Task details: What is needed is an exact transcription of every record, minus the pictures.
________________________
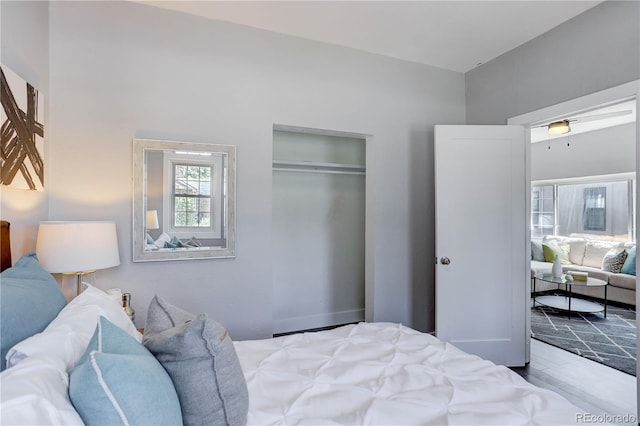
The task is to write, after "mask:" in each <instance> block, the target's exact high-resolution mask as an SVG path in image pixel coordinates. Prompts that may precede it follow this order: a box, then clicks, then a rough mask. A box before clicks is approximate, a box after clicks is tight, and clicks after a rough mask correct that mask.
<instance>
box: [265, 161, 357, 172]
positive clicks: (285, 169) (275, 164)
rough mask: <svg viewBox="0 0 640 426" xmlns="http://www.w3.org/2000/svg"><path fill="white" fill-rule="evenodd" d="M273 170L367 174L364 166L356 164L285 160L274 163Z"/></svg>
mask: <svg viewBox="0 0 640 426" xmlns="http://www.w3.org/2000/svg"><path fill="white" fill-rule="evenodd" d="M273 170H274V171H279V172H306V173H335V174H345V175H364V174H365V172H366V168H365V167H364V166H359V165H355V164H341V163H320V162H315V161H284V160H276V161H274V162H273Z"/></svg>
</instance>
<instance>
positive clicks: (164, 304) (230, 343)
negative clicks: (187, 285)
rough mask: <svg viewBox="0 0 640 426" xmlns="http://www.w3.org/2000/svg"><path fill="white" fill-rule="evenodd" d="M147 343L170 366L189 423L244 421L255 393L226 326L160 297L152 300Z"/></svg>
mask: <svg viewBox="0 0 640 426" xmlns="http://www.w3.org/2000/svg"><path fill="white" fill-rule="evenodd" d="M142 343H144V345H145V346H146V347H147V348H148V349H149V350H150V351H151V352H152V353H153V354H154V355H155V356H156V357H157V358H158V361H160V362H161V363H162V365H163V366H164V368H165V369H166V370H167V371H168V372H169V375H170V376H171V379H172V380H173V383H174V385H175V387H176V391H177V392H178V398H179V399H180V406H181V407H182V416H183V418H184V423H185V424H187V425H189V424H190V425H217V426H221V425H228V426H236V425H244V424H246V423H247V414H248V411H249V394H248V391H247V383H246V381H245V379H244V374H243V372H242V367H241V366H240V361H239V360H238V355H237V354H236V350H235V347H234V346H233V342H232V341H231V337H229V333H227V330H225V328H224V327H223V326H222V325H221V324H219V323H217V322H216V321H213V320H212V319H210V318H208V317H207V315H205V314H201V315H198V316H195V315H193V314H191V313H189V312H187V311H184V310H182V309H180V308H178V307H176V306H173V305H171V304H169V303H167V302H165V301H164V300H162V299H160V298H159V297H157V296H156V297H154V298H153V300H152V301H151V304H150V305H149V312H148V315H147V323H146V326H145V330H144V335H143V336H142Z"/></svg>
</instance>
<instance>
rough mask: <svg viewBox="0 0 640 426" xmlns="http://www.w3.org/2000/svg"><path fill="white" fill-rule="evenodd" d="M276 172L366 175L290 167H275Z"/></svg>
mask: <svg viewBox="0 0 640 426" xmlns="http://www.w3.org/2000/svg"><path fill="white" fill-rule="evenodd" d="M272 170H273V171H274V172H296V173H327V174H333V175H365V174H366V172H365V171H353V170H330V169H308V168H306V169H303V168H298V169H294V168H290V167H274V168H273V169H272Z"/></svg>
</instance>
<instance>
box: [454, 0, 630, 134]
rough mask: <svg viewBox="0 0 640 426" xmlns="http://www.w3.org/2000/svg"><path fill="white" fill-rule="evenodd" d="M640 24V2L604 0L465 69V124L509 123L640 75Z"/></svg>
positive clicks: (606, 87) (499, 123)
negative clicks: (580, 13)
mask: <svg viewBox="0 0 640 426" xmlns="http://www.w3.org/2000/svg"><path fill="white" fill-rule="evenodd" d="M638 28H640V2H636V1H606V2H604V3H602V4H600V5H598V6H596V7H594V8H592V9H589V10H588V11H586V12H585V13H583V14H581V15H578V16H577V17H575V18H574V19H572V20H570V21H568V22H566V23H564V24H562V25H560V26H558V27H556V28H554V29H552V30H550V31H549V32H547V33H545V34H543V35H541V36H539V37H537V38H535V39H533V40H531V41H530V42H528V43H525V44H523V45H522V46H520V47H518V48H516V49H514V50H512V51H510V52H507V53H505V54H504V55H502V56H499V57H498V58H496V59H494V60H492V61H490V62H487V63H486V64H484V65H481V66H479V67H477V68H475V69H473V70H471V71H469V72H467V73H466V75H465V82H466V112H467V117H466V119H467V124H506V122H507V119H508V118H509V117H515V116H517V115H520V114H524V113H526V112H529V111H534V110H537V109H540V108H543V107H546V106H550V105H555V104H558V103H560V102H563V101H567V100H571V99H574V98H577V97H580V96H583V95H587V94H590V93H594V92H597V91H599V90H603V89H607V88H609V87H613V86H617V85H619V84H622V83H627V82H630V81H633V80H636V79H638V78H640V31H639V30H638Z"/></svg>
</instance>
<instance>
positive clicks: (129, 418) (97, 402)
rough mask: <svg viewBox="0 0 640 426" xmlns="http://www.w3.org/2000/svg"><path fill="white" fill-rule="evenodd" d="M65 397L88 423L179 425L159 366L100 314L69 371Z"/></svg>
mask: <svg viewBox="0 0 640 426" xmlns="http://www.w3.org/2000/svg"><path fill="white" fill-rule="evenodd" d="M69 397H70V398H71V403H72V404H73V406H74V407H75V409H76V411H77V412H78V414H80V417H81V418H82V421H83V422H84V423H85V424H87V425H94V424H104V425H107V424H130V425H142V424H145V425H180V424H182V413H181V411H180V403H179V401H178V395H177V394H176V390H175V388H174V387H173V383H172V382H171V378H170V377H169V375H168V374H167V372H166V371H165V370H164V368H162V365H160V363H159V362H158V361H157V360H156V359H155V358H154V356H153V355H151V353H150V352H149V351H148V350H147V349H146V348H145V347H144V346H142V344H140V343H139V342H138V341H136V339H134V338H133V337H131V336H130V335H129V334H128V333H127V332H125V331H124V330H122V329H120V328H119V327H118V326H116V325H114V324H113V323H112V322H110V321H109V320H107V319H106V318H104V317H100V321H99V322H98V326H97V327H96V331H95V333H94V335H93V337H92V338H91V341H90V342H89V346H88V347H87V350H86V352H85V353H84V355H83V356H82V358H80V361H79V362H78V364H77V365H76V366H75V367H74V369H73V370H71V373H70V374H69Z"/></svg>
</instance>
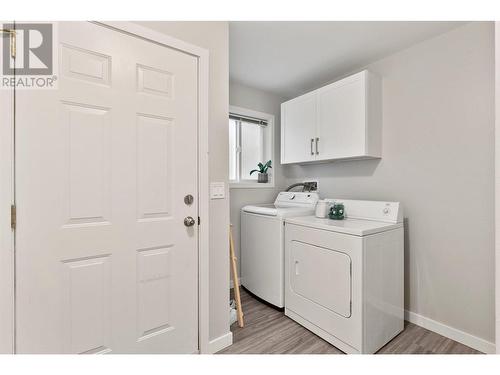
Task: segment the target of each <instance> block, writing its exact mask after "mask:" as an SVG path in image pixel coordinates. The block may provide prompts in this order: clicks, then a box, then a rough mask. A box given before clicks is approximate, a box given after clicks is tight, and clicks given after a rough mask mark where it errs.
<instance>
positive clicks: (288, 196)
________________________
Response to this exercise:
The task is to write, after "mask:" in each <instance> block, the target's exact high-resolution mask as an SVG path in image pixel coordinates. Prompts that may precede it follow this order: a box, then clicks, then a rough mask. A box before clicks is approximate, a box after clicks is tight, and clicks after a rough mask correct that mask.
<instance>
box: [265, 161, 357, 172]
positive clicks: (285, 169) (275, 164)
rough mask: <svg viewBox="0 0 640 426" xmlns="http://www.w3.org/2000/svg"><path fill="white" fill-rule="evenodd" d="M273 170L367 174L364 166L356 164L285 160L274 163Z"/></svg>
mask: <svg viewBox="0 0 640 426" xmlns="http://www.w3.org/2000/svg"><path fill="white" fill-rule="evenodd" d="M273 170H274V171H279V172H306V173H335V174H345V175H364V174H365V172H366V168H365V167H364V166H359V165H355V164H341V163H320V162H315V161H284V160H276V161H274V162H273Z"/></svg>
</instance>
<instance>
positive clicks: (164, 304) (230, 343)
negative clicks: (187, 285)
rough mask: <svg viewBox="0 0 640 426" xmlns="http://www.w3.org/2000/svg"><path fill="white" fill-rule="evenodd" d="M147 343L170 366L189 423L244 421L255 393L226 326L160 297L152 300Z"/></svg>
mask: <svg viewBox="0 0 640 426" xmlns="http://www.w3.org/2000/svg"><path fill="white" fill-rule="evenodd" d="M142 343H144V345H145V346H146V347H147V348H148V349H149V350H150V351H151V352H152V353H153V354H154V355H155V356H156V357H157V358H158V361H160V362H161V363H162V365H163V366H164V368H165V369H166V370H167V371H168V372H169V375H170V376H171V379H172V380H173V383H174V385H175V387H176V391H177V392H178V398H179V399H180V406H181V407H182V416H183V418H184V423H185V424H187V425H189V424H190V425H217V426H221V425H228V426H236V425H244V424H246V423H247V414H248V411H249V394H248V391H247V383H246V381H245V379H244V374H243V372H242V367H241V366H240V361H239V360H238V355H237V354H236V350H235V347H234V346H233V342H232V341H231V337H229V333H227V330H225V328H224V327H223V326H222V325H221V324H219V323H217V322H216V321H213V320H212V319H210V318H208V317H207V315H205V314H201V315H198V316H195V315H193V314H191V313H189V312H187V311H184V310H182V309H180V308H178V307H176V306H173V305H171V304H169V303H167V302H165V301H164V300H162V299H160V298H159V297H157V296H156V297H154V298H153V300H152V301H151V304H150V305H149V312H148V315H147V323H146V326H145V330H144V335H143V336H142Z"/></svg>
</instance>
<instance>
rough mask: <svg viewBox="0 0 640 426" xmlns="http://www.w3.org/2000/svg"><path fill="white" fill-rule="evenodd" d="M276 172L366 175L290 167H275Z"/></svg>
mask: <svg viewBox="0 0 640 426" xmlns="http://www.w3.org/2000/svg"><path fill="white" fill-rule="evenodd" d="M272 170H273V171H274V172H296V173H327V174H333V175H365V174H366V172H365V171H353V170H330V169H308V168H306V169H303V168H298V169H294V168H290V167H274V168H273V169H272Z"/></svg>
</instance>
<instance>
box: [454, 0, 630, 134]
rough mask: <svg viewBox="0 0 640 426" xmlns="http://www.w3.org/2000/svg"><path fill="white" fill-rule="evenodd" d="M640 24V2L604 0L465 69V124L509 123L640 75Z"/></svg>
positive clicks: (606, 87) (499, 123)
negative clicks: (580, 13)
mask: <svg viewBox="0 0 640 426" xmlns="http://www.w3.org/2000/svg"><path fill="white" fill-rule="evenodd" d="M638 28H640V2H636V1H606V2H604V3H602V4H600V5H598V6H596V7H594V8H592V9H589V10H588V11H586V12H585V13H583V14H581V15H578V16H577V17H575V18H574V19H572V20H570V21H568V22H566V23H564V24H562V25H560V26H558V27H556V28H554V29H552V30H550V31H549V32H547V33H545V34H543V35H541V36H539V37H537V38H535V39H533V40H531V41H530V42H528V43H525V44H523V45H522V46H520V47H518V48H516V49H514V50H512V51H510V52H507V53H505V54H504V55H502V56H499V57H498V58H496V59H494V60H492V61H490V62H487V63H486V64H484V65H481V66H479V67H477V68H475V69H473V70H471V71H469V72H467V73H466V75H465V82H466V112H467V117H466V119H467V124H506V122H507V119H508V118H509V117H515V116H517V115H520V114H524V113H526V112H529V111H534V110H537V109H540V108H543V107H546V106H550V105H555V104H558V103H560V102H563V101H567V100H571V99H574V98H577V97H580V96H583V95H587V94H590V93H594V92H597V91H599V90H603V89H607V88H609V87H613V86H617V85H619V84H622V83H627V82H630V81H633V80H636V79H638V78H640V31H639V30H638Z"/></svg>
</instance>
<instance>
positive clicks: (129, 418) (97, 402)
rough mask: <svg viewBox="0 0 640 426" xmlns="http://www.w3.org/2000/svg"><path fill="white" fill-rule="evenodd" d="M65 397L88 423L179 425L159 366L100 314L69 371Z"/></svg>
mask: <svg viewBox="0 0 640 426" xmlns="http://www.w3.org/2000/svg"><path fill="white" fill-rule="evenodd" d="M69 397H70V398H71V403H72V404H73V406H74V407H75V409H76V411H77V412H78V414H80V417H81V418H82V421H83V422H84V423H85V424H87V425H94V424H104V425H107V424H130V425H142V424H145V425H180V424H182V413H181V411H180V403H179V401H178V395H177V394H176V390H175V388H174V387H173V383H172V382H171V378H170V377H169V375H168V374H167V372H166V371H165V370H164V368H162V365H160V363H159V362H158V361H157V360H156V359H155V358H154V356H153V355H151V353H150V352H149V351H148V350H147V349H146V348H145V347H144V346H142V344H140V343H139V342H138V341H136V339H134V338H133V337H131V336H130V335H129V334H128V333H127V332H125V331H124V330H122V329H120V328H119V327H118V326H116V325H114V324H113V323H112V322H110V321H109V320H107V319H106V318H104V317H100V321H99V322H98V326H97V327H96V331H95V333H94V335H93V337H92V338H91V341H90V342H89V346H88V347H87V350H86V352H85V353H84V355H83V356H82V358H80V361H79V362H78V364H77V365H76V366H75V367H74V369H73V370H71V373H70V374H69Z"/></svg>
</instance>
Task: segment the target of each <instance> block, writing its exact mask after "mask:" as an SVG path in image pixel coordinates. The block may provide prompts in this order: clicks, then a box, then a rough mask. A box given before clicks is approximate, a box given after clicks is tight, and clicks given after a rough mask mark where it errs.
<instance>
positive clicks: (288, 196)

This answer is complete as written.